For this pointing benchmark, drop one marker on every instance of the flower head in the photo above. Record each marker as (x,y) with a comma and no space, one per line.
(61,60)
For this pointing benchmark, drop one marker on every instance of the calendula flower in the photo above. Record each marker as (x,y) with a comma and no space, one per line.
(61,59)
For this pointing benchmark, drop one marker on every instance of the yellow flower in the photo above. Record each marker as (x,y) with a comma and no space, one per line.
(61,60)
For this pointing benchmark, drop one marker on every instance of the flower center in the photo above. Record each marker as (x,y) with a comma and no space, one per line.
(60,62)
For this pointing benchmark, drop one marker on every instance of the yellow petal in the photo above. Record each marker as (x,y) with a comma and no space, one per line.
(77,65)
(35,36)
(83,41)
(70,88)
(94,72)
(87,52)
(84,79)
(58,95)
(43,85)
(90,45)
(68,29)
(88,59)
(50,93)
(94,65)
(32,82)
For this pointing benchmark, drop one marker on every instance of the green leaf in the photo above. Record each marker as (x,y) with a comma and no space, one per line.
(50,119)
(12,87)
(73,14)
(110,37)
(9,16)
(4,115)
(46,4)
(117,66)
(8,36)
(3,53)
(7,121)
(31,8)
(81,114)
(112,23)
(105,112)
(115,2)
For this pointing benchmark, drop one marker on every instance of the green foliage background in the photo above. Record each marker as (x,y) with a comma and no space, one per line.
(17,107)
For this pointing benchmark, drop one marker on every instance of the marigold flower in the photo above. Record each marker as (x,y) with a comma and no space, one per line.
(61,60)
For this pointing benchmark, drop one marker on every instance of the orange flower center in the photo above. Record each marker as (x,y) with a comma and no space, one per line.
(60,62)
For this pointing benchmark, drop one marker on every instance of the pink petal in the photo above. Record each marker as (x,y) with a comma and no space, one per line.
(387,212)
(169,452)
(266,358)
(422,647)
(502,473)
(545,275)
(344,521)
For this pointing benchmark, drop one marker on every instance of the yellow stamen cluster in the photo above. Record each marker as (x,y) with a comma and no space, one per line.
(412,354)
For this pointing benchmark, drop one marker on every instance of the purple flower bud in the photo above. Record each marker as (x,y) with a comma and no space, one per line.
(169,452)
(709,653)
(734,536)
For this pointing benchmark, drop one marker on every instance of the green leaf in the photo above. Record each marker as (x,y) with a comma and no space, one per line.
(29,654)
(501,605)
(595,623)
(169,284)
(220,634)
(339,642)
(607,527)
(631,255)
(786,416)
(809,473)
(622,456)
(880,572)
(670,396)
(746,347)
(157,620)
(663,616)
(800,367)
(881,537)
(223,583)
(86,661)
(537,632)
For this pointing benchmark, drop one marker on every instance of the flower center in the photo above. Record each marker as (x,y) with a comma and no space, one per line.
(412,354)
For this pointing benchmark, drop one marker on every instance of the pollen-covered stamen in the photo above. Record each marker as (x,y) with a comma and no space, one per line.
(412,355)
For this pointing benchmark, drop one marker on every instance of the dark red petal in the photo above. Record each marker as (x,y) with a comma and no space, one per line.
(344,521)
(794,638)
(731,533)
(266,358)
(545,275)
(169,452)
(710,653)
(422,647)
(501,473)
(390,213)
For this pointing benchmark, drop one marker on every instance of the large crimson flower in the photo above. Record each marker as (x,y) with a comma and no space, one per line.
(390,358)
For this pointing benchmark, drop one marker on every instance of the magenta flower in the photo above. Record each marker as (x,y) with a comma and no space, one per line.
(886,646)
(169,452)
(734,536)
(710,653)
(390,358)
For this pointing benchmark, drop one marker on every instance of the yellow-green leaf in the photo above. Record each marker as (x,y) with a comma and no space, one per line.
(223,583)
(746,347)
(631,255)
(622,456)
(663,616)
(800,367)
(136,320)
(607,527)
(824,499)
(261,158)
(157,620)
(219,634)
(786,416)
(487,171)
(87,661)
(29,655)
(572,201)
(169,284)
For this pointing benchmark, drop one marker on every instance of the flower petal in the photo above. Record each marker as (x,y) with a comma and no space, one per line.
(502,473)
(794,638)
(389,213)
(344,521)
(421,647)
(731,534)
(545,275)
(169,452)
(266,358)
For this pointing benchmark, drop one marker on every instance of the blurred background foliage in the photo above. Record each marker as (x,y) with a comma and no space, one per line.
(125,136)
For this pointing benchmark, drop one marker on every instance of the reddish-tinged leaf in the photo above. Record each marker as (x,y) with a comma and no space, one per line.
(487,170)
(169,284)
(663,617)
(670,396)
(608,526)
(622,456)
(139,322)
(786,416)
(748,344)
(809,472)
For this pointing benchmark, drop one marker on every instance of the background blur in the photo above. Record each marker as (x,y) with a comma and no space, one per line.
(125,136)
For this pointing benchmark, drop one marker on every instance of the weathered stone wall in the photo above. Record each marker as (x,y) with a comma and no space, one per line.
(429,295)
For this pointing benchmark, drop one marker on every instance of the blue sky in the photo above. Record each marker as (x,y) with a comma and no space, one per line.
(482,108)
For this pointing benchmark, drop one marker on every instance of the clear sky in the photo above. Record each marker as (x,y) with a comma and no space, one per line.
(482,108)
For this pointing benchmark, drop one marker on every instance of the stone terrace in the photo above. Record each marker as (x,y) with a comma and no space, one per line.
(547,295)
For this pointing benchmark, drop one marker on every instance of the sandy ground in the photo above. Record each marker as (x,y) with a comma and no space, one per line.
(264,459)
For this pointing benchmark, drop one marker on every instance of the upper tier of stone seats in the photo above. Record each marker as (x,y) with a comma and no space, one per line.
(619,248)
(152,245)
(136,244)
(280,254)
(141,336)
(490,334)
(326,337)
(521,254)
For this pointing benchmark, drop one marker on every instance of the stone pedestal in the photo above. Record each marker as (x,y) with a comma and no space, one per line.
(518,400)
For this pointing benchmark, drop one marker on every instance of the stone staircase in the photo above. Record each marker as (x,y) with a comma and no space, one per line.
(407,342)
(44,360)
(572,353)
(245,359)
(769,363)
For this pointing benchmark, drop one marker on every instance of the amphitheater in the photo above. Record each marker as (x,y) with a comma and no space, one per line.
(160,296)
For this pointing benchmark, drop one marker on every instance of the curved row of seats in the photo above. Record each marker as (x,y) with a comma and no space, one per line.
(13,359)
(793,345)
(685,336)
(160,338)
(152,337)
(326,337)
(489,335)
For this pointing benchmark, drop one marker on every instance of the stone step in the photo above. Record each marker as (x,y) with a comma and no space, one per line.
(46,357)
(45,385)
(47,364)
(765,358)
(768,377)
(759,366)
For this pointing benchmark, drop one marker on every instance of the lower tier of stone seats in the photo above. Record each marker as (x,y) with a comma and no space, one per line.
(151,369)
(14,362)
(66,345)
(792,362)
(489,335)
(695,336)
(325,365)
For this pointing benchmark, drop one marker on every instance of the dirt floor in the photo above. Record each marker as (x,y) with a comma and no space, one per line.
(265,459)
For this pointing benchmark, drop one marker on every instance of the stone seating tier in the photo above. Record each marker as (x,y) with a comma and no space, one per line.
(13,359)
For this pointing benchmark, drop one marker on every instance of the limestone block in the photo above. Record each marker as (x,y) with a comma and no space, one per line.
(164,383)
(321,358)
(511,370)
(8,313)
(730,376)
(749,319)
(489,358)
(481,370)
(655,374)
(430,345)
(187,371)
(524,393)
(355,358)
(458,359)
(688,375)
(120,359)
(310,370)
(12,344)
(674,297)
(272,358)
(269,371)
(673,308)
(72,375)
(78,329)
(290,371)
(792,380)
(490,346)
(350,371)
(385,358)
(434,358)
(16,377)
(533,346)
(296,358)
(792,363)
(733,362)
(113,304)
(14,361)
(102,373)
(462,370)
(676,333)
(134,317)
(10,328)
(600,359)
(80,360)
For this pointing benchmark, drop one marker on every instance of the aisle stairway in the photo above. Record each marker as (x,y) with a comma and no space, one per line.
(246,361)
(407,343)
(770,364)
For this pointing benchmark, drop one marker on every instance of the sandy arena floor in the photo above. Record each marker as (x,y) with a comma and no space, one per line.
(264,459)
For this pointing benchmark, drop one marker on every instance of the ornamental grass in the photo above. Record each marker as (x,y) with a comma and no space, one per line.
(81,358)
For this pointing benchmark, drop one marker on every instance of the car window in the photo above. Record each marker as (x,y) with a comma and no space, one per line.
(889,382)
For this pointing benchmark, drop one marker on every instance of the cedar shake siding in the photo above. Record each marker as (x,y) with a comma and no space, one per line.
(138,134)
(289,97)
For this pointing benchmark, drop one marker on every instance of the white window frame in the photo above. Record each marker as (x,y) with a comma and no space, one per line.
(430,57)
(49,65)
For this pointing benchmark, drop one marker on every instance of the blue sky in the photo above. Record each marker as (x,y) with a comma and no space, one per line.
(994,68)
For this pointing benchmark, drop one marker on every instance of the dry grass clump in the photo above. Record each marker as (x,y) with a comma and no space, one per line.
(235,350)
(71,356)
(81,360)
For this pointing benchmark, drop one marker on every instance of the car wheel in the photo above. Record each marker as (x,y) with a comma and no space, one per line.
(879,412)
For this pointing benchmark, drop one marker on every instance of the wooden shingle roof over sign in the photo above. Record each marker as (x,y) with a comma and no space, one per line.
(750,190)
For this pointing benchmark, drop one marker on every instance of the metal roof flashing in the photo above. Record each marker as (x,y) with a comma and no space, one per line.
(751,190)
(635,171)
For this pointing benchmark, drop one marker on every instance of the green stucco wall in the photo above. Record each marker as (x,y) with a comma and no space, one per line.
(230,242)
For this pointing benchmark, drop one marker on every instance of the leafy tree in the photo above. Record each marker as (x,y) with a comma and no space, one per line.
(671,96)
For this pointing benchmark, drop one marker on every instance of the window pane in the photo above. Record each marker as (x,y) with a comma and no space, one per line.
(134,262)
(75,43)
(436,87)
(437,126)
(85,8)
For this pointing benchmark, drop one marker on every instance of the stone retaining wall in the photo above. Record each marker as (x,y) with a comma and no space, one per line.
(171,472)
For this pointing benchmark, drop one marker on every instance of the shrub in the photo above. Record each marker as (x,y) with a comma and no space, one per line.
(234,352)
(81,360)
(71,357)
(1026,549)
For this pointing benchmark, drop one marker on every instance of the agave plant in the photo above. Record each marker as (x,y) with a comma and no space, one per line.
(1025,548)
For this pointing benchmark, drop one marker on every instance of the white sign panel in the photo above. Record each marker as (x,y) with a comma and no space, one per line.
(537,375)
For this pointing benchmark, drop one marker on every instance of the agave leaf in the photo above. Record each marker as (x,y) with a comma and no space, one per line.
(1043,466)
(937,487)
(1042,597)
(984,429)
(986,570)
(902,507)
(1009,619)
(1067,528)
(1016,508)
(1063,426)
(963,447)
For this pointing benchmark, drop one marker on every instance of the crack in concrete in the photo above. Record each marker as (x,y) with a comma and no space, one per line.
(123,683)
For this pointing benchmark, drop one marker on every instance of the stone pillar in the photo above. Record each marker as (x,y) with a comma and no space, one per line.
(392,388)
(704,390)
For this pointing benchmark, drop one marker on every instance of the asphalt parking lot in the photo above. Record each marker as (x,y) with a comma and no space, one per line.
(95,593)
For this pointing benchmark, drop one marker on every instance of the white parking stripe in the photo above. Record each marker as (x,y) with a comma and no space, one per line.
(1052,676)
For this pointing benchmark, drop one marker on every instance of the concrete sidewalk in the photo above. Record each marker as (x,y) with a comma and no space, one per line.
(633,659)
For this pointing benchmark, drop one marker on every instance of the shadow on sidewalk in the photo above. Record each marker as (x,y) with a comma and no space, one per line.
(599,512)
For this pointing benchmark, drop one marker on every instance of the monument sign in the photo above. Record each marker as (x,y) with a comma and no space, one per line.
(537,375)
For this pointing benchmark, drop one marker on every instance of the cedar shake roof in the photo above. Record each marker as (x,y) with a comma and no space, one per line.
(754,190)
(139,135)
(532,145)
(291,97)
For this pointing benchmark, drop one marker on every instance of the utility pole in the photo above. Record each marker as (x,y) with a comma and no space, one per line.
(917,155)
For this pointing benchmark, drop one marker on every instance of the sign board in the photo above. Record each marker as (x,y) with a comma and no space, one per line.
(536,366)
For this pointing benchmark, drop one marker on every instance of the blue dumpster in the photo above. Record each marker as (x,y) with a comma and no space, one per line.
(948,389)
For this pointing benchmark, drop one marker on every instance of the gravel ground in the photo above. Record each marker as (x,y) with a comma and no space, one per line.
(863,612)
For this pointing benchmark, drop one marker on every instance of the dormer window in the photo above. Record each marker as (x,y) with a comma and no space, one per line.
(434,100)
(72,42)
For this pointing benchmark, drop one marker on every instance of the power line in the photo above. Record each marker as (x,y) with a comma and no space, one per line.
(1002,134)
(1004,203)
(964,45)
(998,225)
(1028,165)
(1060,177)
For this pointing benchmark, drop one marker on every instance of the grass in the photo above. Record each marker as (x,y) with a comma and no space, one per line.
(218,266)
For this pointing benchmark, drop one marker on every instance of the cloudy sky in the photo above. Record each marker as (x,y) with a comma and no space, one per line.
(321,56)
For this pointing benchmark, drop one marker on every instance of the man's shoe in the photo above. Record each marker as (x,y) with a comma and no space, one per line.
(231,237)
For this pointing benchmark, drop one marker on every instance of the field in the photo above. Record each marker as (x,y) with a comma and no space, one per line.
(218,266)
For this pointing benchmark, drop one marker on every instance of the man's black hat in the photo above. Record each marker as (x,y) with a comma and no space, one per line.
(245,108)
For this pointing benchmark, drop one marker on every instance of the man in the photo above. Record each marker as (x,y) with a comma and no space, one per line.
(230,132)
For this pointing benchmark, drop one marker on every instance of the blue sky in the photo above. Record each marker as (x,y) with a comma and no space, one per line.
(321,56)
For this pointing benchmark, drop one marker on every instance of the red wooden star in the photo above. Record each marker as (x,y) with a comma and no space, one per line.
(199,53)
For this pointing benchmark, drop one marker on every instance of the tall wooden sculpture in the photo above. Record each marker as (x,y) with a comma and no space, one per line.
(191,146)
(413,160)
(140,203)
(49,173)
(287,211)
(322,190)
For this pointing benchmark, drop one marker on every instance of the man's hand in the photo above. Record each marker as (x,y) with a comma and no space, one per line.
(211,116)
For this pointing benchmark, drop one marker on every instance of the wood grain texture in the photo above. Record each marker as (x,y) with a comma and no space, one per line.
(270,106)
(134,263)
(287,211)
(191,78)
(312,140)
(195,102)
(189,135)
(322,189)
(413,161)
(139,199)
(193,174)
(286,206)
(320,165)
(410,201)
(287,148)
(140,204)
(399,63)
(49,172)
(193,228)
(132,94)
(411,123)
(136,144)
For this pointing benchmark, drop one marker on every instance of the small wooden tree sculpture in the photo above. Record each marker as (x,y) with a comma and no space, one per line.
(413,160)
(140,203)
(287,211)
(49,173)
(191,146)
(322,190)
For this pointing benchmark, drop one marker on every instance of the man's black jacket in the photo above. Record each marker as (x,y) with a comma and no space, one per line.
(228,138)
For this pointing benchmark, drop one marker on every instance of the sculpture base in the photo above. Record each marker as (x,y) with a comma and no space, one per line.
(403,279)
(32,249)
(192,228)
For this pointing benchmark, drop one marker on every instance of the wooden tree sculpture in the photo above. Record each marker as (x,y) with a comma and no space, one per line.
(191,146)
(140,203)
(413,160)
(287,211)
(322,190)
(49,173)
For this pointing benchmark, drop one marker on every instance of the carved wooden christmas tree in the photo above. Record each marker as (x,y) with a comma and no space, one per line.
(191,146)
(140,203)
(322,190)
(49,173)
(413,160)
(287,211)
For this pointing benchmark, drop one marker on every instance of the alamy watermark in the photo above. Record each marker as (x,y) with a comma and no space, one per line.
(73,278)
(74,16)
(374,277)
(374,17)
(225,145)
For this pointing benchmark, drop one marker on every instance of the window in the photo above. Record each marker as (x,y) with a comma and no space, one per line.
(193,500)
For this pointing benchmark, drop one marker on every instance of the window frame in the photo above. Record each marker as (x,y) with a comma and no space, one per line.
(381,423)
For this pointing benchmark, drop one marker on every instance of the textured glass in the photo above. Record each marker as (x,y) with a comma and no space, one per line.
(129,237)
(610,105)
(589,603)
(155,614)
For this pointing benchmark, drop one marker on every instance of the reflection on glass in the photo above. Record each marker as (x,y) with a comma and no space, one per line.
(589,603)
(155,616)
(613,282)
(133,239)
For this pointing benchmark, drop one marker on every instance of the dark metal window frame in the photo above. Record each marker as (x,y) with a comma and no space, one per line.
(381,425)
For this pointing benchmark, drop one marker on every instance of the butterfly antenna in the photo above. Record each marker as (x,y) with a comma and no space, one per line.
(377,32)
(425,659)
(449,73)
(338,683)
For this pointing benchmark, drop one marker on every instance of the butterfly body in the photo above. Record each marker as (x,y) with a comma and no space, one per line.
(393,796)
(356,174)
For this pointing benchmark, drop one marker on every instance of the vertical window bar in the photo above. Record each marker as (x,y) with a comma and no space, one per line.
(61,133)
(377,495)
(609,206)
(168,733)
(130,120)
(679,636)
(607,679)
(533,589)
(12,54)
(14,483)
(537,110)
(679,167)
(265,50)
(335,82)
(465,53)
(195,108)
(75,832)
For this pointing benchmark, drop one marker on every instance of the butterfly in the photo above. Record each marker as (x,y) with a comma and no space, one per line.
***
PROMPT:
Return the lines from the line containing "of the alamy" to the end of the entries above, exactly as they appear and with no other output.

EXERCISE ANSWER:
For this pointing benchmark, drop one marker on every instance of the alamy watermark in the photo above. Record each marker as (x,y) with a comma and no space, one per line.
(73,278)
(74,16)
(374,277)
(374,17)
(225,145)
For this pointing benchmark, drop one marker on every instance of the window in the photo above. Record each marker as (x,y) with a comma and no space, one per line.
(193,500)
For this pointing benchmark, drop one marker on every instance of the window frame in the photo above. Record each marker as (x,y) with a comma and no space, one per line.
(381,423)
For this pointing benchmark, drop one marker on every instance of the textured glass in the photo above. Record each marker as (x,y) with a comma and no space, one per line.
(129,237)
(610,105)
(589,603)
(155,614)
For this pointing benchmark, drop one marker on every instance of the reflection on glass in the photo above. Record each marker as (x,y) with a comma and no space, one per line.
(589,603)
(155,616)
(613,282)
(133,239)
For this pointing benchmark, drop one marker on every instance of the dark metal window frame in the photo above. Record each marker as (x,y) with a comma and no space, one per line.
(381,425)
For this pointing benchmark, drop one marker on every instance of the butterfly antenna in the photo above. Record each marker as (x,y) with a comma and no space, one per line.
(377,32)
(425,659)
(449,73)
(338,683)
For this pointing benchmark, drop one marker on every instance of the butterfly body in the photo above. Record each marker as (x,y) with a comma and no space, one per line.
(393,796)
(356,174)
For this pointing benchmark, drop one marker on every instance of the vertical window bar in the photo above. Record each marker as (x,y) with a comma and no space, one per line.
(61,133)
(377,495)
(609,206)
(168,733)
(130,120)
(679,636)
(607,679)
(533,589)
(12,54)
(14,483)
(537,110)
(679,167)
(265,50)
(335,82)
(465,53)
(195,108)
(75,832)
For this pointing benchmark, drop one marker on every instance of the butterfly in the photo above. Record each marker as (x,y) with a comma and no space, one per line.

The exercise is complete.